**Text segment**
=== Section Start ===

Yersinia pestis: Resurgence of the Black Plague in Madagascar

Dec. 13, 2017

Yersinia pestisA scanning electron micrograph depicting a mass of Yersinia pestis bacteria in the foregut of an infected flea. Source

On the island of Madagascar, we are seeing an unusual epidemic of plague caused by Yersinia Pestis, a bacterium most famous for decimating a third of Europe’s population in the Black Plague. The unique characteristics of Y. pestis have led to devastating epidemics of the plague in the past that, at times, have greatly influenced the course of human history.

Pathophysiology in Humans


Yersinia pestis is a gram-negative, nonsporulating coccobacillus that typically infects rodents. Its unique lifestyle adaptations foreshadow its pathogenic potential: the pathogenic cycle involves humans, rodents, and fleas. Y. pestis can cause bubonic plague in the lymph nodes, pneumonic plague in the lungs, and septicemic plague in the bloodstream. Several unique structural aspects of the bacterial outer surface help it to avoid immune detection while infecting a human host. 

The bacterium first reaches humans via a bite from a flea (Xenopsylla cheopi). During transmission, we can see one of its unique structural features in action: when Y. pestis is introduced to the mammal’s bloodstream (warmer than its host flea), its lipid A protein, which resides on the LPS chain, switches from a hexa-acylated to a tetra-acylated form. This tetra-acylated form is 500 times less likely to be recognized by Toll-like-receptors (TLR) on human immune cells than the lipid A modifications of other Yersinia species. The lowered immune detection means a higher concentration of bacteria in the blood is required to incite a toxic response, allowing bacteria to multiply without detection and, eventually, leading to sepsis and death.

Another unique structural feature of its short, rough Lipopolysaccharide (LPS) chain is the lack of an O-antigen. In most gram-negative bacteria, O-antigen serves to evade the host’s complement-mediated phagocytosis. Y. pestis instead modifies its LPS using an extracellular Pla protease that is typically inhibited by the O-antigen. With this protease active, Y. pestis is able to cleave plasminogen to plasmin, degrading fibrin clots and weakening extracellular matrix proteins like laminin and fibronectin. Pla also cleaves the C3 protein, part of our complement system, to prevent complement-mediated phagocytosis.

=== Section End ===

**Data extract**
=== Section Start ===

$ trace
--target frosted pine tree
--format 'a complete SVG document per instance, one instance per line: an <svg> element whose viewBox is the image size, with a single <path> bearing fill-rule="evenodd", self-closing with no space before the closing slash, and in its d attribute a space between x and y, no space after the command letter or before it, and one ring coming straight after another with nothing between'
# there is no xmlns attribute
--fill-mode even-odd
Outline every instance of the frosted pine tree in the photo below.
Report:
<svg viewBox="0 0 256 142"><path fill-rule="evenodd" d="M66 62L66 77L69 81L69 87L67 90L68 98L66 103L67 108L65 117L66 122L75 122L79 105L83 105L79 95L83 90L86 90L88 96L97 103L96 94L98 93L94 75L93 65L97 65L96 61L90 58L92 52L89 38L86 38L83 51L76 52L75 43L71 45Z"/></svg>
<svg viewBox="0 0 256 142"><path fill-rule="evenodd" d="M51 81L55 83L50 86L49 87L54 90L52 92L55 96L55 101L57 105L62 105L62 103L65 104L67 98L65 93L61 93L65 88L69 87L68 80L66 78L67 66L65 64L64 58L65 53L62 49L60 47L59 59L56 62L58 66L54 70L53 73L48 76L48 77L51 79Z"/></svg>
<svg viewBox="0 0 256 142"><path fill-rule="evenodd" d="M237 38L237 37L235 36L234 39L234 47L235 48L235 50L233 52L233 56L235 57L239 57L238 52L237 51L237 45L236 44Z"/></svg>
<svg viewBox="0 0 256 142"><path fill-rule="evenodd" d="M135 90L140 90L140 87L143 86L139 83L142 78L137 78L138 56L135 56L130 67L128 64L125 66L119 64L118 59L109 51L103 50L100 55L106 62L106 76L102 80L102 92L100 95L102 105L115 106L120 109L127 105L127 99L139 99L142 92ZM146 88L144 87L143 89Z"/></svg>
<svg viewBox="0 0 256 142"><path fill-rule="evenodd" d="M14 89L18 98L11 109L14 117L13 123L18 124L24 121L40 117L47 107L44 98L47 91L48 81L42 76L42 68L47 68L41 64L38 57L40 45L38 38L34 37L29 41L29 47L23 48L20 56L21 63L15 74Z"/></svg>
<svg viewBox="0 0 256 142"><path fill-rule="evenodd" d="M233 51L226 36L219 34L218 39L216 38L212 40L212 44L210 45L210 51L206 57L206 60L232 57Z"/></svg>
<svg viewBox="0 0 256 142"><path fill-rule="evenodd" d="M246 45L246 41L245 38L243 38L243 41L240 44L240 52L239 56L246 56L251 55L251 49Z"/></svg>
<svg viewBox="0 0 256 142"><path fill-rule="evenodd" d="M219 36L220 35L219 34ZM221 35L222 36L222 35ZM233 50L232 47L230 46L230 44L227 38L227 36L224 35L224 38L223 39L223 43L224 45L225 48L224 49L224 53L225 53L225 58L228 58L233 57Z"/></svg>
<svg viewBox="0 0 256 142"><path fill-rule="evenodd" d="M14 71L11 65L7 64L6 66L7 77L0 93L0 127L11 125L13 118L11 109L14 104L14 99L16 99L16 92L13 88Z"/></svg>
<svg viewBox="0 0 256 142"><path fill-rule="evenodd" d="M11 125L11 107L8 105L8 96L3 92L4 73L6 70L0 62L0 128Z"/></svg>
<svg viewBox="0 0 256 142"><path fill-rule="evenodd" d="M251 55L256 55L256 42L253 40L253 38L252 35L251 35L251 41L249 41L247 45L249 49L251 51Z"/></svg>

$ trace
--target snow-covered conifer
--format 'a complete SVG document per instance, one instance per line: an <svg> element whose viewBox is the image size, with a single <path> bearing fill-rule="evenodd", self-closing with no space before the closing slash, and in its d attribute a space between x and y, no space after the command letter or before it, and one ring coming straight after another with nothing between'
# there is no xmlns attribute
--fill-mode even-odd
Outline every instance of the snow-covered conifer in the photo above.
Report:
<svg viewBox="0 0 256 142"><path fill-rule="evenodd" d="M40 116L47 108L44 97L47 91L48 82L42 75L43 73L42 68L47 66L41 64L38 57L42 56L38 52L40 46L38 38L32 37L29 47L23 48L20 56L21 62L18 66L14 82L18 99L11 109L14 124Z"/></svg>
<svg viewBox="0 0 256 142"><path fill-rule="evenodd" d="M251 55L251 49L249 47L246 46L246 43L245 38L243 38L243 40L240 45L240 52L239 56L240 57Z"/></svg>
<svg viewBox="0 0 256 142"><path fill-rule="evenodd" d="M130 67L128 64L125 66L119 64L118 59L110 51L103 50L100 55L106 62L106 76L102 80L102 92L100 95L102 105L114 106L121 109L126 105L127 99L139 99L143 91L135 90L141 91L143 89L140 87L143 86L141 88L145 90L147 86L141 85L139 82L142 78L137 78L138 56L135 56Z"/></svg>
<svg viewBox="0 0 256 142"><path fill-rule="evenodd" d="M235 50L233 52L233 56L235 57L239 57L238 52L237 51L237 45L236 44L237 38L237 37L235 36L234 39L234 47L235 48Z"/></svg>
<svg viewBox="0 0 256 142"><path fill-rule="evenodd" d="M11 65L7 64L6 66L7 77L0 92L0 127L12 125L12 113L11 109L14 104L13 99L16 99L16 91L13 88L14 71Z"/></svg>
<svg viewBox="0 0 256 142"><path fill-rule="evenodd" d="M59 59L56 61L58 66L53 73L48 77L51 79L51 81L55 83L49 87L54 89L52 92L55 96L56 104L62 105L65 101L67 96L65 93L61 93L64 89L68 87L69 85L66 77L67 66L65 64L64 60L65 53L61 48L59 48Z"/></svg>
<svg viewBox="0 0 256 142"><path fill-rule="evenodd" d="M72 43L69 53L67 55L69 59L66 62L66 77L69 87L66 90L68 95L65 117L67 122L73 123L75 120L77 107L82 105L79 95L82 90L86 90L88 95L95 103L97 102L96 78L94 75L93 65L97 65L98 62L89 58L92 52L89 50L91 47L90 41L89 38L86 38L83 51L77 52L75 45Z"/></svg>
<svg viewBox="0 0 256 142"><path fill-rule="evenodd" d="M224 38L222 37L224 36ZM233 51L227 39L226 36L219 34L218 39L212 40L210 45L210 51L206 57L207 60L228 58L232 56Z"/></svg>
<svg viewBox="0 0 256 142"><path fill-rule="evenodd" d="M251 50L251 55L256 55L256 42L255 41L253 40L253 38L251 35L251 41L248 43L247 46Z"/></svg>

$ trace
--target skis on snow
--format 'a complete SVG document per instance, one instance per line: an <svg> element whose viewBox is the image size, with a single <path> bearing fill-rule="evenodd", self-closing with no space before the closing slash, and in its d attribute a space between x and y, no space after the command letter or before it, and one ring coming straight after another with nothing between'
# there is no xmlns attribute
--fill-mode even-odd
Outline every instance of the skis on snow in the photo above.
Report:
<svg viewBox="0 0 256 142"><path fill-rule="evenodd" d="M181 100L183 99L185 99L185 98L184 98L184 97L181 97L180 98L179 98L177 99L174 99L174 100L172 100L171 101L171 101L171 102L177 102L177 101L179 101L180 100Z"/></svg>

=== Section End ===

**Directions**
1. Summarize the Yersinia pestis article in two sentences.
2. Write the next part of the Yersinia pestis article, picking up after its last sentence.
The listing above is separate material and has no connection to the Yersinia pestis article.

**Responses in order**
1. Madagascar is seeing an unusual plague epidemic caused by Yersinia pestis, a gram-negative bacterium that typically infects rodents and reaches humans through flea bites. Its structural features help it evade the human immune system: a tetra-acylated lipid A that immune receptors rarely recognize, and an LPS chain without O-antigen that lets its Pla protease degrade fibrin clots and cleave the complement protein C3.

2.
History & Epidemiology

What seemed like mountains of dead were thrown into the city, and the Christians could not hide or flee or escape from them... the stench was so overwhelming that hardly one in several thousand was able to flee. Moreover, one infected man could carry the poison to others, and infect people and places with the disease by look alone. No one knew, or could discover, a means of defense

- The Siege of Caffa by Gabriele De’ Mussi, 1348

While much is known about its pathophysiology, no discussion of Y. pestis is complete without an appreciation for its effect on human history. There is evidence to suggest its presence in The Old Testament, in which an epidemic destroys the Philistines, with infected lymph nodes referred to as “tumours” caused by “dead rats.” A better documented example is the Justinian Plague of 526CE. This plague rocked the Byzantine Empire, decimating its military, citizenry economy and causing wide-ranging effects that were felt for centuries. Bubonic plague has also been weaponized into one of the most destructive uses of biological warfare in human history: during the siege of Caffa (in what is now Ukraine) in 1346, the Mongol army catapulted corpses of those who had died from the disease into the city. This event may have contributed to the outbreak of the Black Plague in Europe. Caffa was a Genose trading center, and De’ Mussi relates that

Among those who escaped from Caffa by boat were a few sailors who had been infected with the poisonous disease. Some boats were bound for Genoa, others went to Venice and to other Christian areas. When the sailors reached these places and mixed with the people there, it was as if they had brought evil spirits with them: every city, every settlement, every place was poisoned by the contagious pestilence...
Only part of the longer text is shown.